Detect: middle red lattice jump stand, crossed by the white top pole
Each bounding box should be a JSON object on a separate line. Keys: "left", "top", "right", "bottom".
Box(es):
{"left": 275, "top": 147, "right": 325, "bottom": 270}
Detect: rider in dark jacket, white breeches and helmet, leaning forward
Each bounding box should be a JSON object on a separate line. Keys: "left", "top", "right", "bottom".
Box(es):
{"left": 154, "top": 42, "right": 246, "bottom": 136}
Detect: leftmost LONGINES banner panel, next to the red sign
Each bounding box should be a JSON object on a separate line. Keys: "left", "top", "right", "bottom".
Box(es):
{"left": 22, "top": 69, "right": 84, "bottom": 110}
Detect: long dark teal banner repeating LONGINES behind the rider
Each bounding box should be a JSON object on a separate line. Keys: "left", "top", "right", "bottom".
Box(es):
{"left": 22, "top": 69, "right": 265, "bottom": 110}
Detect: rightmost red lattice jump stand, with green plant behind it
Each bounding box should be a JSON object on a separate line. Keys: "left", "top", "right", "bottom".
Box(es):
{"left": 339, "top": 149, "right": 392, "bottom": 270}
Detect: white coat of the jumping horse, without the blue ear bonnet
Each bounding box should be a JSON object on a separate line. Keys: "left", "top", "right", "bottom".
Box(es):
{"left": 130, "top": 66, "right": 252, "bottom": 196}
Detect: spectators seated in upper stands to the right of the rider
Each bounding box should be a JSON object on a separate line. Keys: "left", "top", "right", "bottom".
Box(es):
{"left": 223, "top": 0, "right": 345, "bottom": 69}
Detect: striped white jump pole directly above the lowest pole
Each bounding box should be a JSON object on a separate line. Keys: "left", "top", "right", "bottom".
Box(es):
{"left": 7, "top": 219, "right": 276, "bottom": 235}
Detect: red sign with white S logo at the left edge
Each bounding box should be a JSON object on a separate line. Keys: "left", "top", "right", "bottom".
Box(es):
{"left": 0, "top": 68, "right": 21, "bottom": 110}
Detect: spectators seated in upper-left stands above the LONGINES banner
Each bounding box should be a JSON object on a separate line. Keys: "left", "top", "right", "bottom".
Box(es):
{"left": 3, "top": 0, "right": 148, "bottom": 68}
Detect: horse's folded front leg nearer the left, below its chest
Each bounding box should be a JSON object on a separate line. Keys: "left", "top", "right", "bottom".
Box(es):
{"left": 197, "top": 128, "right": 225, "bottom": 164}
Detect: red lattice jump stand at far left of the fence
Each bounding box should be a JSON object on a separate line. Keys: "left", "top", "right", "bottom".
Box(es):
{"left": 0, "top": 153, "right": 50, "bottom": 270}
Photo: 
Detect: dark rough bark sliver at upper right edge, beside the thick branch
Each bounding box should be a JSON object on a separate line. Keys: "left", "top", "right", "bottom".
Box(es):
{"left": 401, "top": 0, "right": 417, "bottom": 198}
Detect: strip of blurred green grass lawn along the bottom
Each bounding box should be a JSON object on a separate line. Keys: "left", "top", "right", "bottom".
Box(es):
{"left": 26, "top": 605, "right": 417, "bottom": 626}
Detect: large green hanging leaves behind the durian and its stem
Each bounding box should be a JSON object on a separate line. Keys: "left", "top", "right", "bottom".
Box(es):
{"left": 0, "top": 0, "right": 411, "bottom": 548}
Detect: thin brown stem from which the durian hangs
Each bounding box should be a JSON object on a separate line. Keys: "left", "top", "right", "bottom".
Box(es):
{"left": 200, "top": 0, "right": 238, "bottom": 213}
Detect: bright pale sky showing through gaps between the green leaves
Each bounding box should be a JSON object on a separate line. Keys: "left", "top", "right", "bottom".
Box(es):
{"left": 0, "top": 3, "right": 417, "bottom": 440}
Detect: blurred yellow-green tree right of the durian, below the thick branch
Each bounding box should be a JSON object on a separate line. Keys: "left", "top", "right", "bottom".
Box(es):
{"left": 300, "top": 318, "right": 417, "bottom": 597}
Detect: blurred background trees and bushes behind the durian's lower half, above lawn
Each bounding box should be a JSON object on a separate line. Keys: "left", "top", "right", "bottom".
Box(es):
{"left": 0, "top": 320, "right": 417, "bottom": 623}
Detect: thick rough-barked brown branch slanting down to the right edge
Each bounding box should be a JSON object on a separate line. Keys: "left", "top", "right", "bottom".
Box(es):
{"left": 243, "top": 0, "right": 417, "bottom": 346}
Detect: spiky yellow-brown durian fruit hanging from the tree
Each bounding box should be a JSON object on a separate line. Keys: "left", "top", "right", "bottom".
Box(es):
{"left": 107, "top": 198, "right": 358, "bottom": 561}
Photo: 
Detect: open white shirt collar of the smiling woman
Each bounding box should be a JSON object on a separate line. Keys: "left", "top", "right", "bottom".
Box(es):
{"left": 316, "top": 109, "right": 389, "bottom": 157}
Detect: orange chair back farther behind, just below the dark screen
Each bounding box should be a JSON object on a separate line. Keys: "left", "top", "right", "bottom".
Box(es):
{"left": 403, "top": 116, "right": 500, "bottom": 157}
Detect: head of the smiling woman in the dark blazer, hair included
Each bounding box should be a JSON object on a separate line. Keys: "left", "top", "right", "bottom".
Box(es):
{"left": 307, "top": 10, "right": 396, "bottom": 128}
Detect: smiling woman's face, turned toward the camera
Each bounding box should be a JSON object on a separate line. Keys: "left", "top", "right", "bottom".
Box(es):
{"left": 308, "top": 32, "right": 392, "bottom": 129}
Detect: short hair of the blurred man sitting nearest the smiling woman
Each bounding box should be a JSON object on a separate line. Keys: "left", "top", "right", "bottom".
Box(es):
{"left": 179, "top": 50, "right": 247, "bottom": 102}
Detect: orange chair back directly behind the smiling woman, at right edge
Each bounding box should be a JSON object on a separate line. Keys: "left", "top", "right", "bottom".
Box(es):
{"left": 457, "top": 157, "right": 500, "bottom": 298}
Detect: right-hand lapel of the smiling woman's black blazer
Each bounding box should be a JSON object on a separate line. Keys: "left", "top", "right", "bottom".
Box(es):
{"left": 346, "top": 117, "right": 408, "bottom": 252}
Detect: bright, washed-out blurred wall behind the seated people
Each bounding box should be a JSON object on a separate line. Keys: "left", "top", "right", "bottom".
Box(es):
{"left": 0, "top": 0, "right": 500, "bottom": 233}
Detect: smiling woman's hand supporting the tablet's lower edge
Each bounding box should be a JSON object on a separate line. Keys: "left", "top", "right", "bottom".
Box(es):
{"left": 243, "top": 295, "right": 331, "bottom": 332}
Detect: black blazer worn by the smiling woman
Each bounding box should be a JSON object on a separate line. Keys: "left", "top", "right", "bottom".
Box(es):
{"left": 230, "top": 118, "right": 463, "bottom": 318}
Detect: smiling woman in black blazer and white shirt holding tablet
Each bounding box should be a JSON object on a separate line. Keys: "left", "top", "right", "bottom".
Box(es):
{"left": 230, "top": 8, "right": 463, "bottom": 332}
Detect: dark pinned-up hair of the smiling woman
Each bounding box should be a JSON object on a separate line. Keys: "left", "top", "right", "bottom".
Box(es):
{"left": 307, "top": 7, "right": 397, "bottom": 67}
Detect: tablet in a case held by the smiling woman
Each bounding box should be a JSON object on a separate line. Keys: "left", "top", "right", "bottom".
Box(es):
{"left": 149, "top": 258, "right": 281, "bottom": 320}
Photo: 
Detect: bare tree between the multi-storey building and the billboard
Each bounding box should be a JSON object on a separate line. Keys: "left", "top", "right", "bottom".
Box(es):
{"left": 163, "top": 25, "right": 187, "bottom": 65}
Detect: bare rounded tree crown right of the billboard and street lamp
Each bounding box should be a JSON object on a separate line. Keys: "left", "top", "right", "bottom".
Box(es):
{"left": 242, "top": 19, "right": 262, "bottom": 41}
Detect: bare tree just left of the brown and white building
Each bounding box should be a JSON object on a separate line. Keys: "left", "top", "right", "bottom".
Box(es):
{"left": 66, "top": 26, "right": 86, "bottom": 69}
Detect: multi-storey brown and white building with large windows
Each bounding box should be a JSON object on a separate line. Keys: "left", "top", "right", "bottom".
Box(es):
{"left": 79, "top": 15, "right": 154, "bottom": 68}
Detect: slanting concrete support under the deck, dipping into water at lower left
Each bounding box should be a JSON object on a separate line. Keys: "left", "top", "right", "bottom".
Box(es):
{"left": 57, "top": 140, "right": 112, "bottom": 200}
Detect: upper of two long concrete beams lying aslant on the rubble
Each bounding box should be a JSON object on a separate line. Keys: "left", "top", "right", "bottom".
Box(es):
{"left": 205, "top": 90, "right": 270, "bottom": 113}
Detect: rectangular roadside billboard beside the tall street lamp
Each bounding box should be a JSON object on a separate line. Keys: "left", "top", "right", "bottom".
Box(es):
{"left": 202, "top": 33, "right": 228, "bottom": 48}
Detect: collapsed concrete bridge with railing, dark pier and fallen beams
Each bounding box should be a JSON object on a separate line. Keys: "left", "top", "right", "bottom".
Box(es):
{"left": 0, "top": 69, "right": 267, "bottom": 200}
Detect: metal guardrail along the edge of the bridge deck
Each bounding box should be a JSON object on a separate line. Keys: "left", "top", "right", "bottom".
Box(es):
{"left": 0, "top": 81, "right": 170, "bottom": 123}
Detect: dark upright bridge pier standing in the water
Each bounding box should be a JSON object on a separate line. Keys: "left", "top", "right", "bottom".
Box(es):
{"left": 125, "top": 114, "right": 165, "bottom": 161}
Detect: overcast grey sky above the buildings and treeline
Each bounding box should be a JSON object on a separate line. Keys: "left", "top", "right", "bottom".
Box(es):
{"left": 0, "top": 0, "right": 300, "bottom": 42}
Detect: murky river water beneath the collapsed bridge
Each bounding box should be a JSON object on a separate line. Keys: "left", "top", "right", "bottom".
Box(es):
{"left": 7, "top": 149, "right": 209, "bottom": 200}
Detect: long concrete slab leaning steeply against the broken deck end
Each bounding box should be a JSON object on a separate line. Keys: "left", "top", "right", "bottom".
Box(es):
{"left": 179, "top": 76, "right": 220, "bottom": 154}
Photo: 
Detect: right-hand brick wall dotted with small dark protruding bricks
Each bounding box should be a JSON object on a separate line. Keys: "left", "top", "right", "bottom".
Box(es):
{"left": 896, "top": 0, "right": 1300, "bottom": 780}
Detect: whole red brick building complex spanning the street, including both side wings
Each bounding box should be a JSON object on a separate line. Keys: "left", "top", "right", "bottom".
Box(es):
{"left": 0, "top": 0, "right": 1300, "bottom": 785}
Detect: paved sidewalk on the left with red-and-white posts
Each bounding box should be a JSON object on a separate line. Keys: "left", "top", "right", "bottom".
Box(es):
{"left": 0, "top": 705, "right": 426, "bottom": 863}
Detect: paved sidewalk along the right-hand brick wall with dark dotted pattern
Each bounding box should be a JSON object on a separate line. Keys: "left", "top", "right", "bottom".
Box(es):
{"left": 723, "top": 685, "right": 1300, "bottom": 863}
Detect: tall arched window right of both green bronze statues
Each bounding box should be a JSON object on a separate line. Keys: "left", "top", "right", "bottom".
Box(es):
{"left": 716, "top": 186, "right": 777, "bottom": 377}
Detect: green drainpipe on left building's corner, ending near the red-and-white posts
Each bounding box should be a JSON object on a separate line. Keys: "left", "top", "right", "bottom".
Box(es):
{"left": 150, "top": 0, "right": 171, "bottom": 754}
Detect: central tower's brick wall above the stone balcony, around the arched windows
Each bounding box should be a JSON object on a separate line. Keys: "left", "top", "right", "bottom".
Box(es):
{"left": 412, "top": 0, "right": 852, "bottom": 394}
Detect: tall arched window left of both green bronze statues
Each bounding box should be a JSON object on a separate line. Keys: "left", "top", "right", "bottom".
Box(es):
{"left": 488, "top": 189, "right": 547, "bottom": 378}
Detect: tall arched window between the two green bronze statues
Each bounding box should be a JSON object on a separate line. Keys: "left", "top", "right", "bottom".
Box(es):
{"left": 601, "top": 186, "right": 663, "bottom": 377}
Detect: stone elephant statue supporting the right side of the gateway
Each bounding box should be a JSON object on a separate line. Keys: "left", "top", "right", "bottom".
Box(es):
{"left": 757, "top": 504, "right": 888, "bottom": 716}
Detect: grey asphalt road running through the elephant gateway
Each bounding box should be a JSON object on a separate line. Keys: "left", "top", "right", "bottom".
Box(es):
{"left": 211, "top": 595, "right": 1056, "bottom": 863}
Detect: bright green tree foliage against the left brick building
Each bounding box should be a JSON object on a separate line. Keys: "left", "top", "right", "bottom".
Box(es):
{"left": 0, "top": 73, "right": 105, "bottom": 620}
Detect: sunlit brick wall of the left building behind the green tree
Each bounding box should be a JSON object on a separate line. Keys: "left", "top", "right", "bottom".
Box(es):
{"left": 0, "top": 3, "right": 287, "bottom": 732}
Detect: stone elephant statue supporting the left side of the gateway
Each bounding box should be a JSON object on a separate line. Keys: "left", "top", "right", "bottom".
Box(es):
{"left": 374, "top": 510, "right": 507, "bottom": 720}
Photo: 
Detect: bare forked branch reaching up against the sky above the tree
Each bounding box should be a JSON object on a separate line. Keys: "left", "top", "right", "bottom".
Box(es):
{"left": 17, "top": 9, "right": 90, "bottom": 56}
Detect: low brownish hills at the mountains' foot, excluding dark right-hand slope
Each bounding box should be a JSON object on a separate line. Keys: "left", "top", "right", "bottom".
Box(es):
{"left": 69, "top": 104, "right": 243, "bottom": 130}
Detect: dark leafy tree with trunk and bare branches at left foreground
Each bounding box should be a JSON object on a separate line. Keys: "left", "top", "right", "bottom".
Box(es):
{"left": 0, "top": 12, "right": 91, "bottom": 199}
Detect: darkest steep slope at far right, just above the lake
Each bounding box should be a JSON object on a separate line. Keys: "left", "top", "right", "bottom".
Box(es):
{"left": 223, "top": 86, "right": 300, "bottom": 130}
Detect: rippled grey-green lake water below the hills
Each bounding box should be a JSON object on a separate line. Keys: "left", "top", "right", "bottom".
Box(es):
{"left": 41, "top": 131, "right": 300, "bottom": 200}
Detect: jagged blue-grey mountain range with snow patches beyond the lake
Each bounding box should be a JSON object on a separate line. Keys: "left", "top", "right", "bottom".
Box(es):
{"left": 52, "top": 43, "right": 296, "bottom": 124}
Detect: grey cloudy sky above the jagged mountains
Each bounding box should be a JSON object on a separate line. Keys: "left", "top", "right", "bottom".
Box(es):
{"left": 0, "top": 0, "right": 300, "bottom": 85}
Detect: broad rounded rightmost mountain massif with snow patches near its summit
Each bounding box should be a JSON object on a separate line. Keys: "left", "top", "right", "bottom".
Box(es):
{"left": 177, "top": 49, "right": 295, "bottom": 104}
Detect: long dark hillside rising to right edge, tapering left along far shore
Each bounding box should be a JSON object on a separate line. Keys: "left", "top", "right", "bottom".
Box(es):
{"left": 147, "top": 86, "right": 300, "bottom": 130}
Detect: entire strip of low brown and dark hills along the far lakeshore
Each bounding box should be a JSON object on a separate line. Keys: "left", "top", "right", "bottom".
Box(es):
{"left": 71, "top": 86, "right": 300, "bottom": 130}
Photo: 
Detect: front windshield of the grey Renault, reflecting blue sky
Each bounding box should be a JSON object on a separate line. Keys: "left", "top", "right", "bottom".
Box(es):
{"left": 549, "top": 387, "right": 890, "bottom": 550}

• • • •

* _Work to be completed_
How many of the lines above include the string "multi"? Answer with the number only.

* _Result of the task_
2